TASK DIRECTIONS: A complete, word-for-word restatement of the entries is needed.

STORED DATA:
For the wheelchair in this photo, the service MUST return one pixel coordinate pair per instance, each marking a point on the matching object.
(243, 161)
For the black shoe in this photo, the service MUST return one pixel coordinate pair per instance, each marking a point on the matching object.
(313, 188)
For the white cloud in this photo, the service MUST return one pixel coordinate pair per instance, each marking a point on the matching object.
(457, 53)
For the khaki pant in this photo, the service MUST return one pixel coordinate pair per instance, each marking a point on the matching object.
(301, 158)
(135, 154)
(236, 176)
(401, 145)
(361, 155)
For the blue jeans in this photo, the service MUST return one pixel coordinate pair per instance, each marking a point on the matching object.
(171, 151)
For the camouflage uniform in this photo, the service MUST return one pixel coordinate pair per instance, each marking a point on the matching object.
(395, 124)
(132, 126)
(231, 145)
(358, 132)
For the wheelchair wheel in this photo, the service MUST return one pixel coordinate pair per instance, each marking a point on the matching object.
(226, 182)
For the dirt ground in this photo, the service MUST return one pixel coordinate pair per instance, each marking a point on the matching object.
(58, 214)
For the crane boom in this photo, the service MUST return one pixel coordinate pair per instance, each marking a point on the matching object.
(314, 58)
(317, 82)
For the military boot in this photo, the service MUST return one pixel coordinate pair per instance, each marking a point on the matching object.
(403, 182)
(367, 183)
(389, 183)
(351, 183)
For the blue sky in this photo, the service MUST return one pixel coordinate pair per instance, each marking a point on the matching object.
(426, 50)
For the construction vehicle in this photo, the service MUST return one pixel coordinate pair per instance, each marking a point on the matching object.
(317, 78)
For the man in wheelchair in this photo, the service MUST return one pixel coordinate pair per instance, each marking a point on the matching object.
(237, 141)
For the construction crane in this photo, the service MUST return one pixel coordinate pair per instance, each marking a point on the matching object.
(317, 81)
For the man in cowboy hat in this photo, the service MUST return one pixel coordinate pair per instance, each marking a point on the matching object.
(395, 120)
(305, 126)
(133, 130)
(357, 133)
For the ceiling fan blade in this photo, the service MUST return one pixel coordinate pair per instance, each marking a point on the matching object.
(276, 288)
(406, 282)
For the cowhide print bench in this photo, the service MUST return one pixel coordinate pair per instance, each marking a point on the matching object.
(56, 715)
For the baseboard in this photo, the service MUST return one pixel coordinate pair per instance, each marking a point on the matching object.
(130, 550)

EXERCISE RESULT:
For the wheelchair in this photo, the service MUST return one pixel coordinate pair per instance, each marking a point on the matching object.
(243, 161)
For the black shoe in this photo, the service MUST return one pixel coordinate pair per instance, each marking a point on the matching object.
(313, 188)
For the white cloud in this photo, the service MUST return one pixel coordinate pair per instance, each marking a point on the matching object.
(457, 53)
For the khaki pant in this photo, the service MUST return one pixel coordinate pair per instance, each marking a point on the matching object.
(301, 158)
(135, 154)
(236, 176)
(401, 145)
(361, 155)
For the blue jeans in this photo, the service MUST return one pixel coordinate pair per instance, each marking a point on the matching object.
(171, 151)
For the camouflage uniform in this photo, the service MUST return one pixel coordinate pair per instance, each marking a point on the matching object.
(395, 124)
(132, 126)
(231, 145)
(358, 132)
For the wheelchair wheel in this photo, the service MUST return one pixel coordinate pair per instance, each marking a point on the matching object.
(226, 182)
For the dirt ground in this photo, the service MUST return one pixel coordinate pair per instance, each marking a point on the matching object.
(58, 214)
For the crane boom in this photo, the service MUST return one pixel coordinate pair per instance, each marking a point on the matching object.
(314, 58)
(317, 82)
For the military boot in this photo, the service MUST return one pixel coordinate pair per instance, each marking a point on the matching object.
(403, 182)
(367, 183)
(389, 183)
(351, 183)
For the blue sky in this photo, the service MUST return one pixel coordinate pair per instance, each marking a point on the matching object.
(426, 50)
For the construction vehicle in this photo, the service MUST return one pixel coordinate pair per instance, each marking a point on the matching object.
(317, 78)
For the man in wheelchair in this photo, the service MUST return one pixel coordinate pair per instance, each marking a point on the matching object.
(237, 141)
For the construction crane in this photo, the service MUST return one pixel coordinate pair per instance, each marking a point on the matching object.
(317, 81)
For the man in cowboy hat in this photo, the service MUST return one pixel coordinate pair per instance, each marking a point on the matching object.
(395, 120)
(305, 126)
(133, 130)
(357, 133)
For the ceiling fan blade in this photo, the service MUST return one pixel coordinate pair per instance, each marking a point on the matching object.
(276, 288)
(406, 282)
For the cowhide print bench in this photo, the service MUST return one pixel coordinate pair per instance, each marking a point on the matching object.
(56, 715)
For the baseboard in this photo, the service MUST return one pixel coordinate pair per instance, each marking a point on the matching object.
(130, 550)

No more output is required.